→ **Selection**
Some moments were carefully prepared, others were not; like when they spontaneously helped to clean the houses of dozens of people who had suffered floods caused by heavy rains. Virginia Porta, one of the young women, told us that this was one of the best experiences, not only because they had the opportunity to help out, but because they had been deeply touched by the fact that the owners of some houses, leaving aside the pain for what they lost, offered food to those who had come to help them.
Among the many things everyone stressed at the end of the holiday, the beauty of two “landscapes” that repeatedly surprised everyone was highlighted: the natural and the human landscapes. The constant and immediate contact with the beauty, harmony, and incommensurable uniqueness of those valleys and hills, always beautiful from wherever you looked at them... But even more valuable was the experience of cultural exchange with the community. "The behaviour of people, their beliefs, and above all, their simplicity and solidarity. The way they welcomed us was indescribable, their joy and generosity overwhelmed us," they commented.
Finally, Caridad Bonavida, another young woman who took part in these holidays, concludes: "For me it was an experience of returning to the bolts and nuts of love. Among so many things and the bustle of daily life, I had forgotten that there is nothing, absolutely nothing, that is more important than loving the other, with joy, immediately, always, being the first to love, and as I love myself.

→ **Work to do**
#1 From the holiday passage, copy the text word for word, starting at "Finally, Caridad Bonavida, another" and ending at "I love myself.".
#2 Summarize the holiday passage in two sentences.

→ **Collected data**
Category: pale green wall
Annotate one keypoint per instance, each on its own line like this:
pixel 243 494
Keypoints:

→ **Results by task**
#1
Finally, Caridad Bonavida, another young woman who took part in these holidays, concludes: "For me it was an experience of returning to the bolts and nuts of love. Among so many things and the bustle of daily life, I had forgotten that there is nothing, absolutely nothing, that is more important than loving the other, with joy, immediately, always, being the first to love, and as I love myself.

#2 During the holiday, the young people spontaneously helped clean the houses of dozens of people whose homes had been flooded by heavy rains, and Virginia Porta said they were deeply touched when some owners offered food to those who came to help. Participants praised the beauty of the valleys and hills and, even more, the cultural exchange with a welcoming, generous community, while Caridad Bonavida concluded that nothing is more important than loving the other.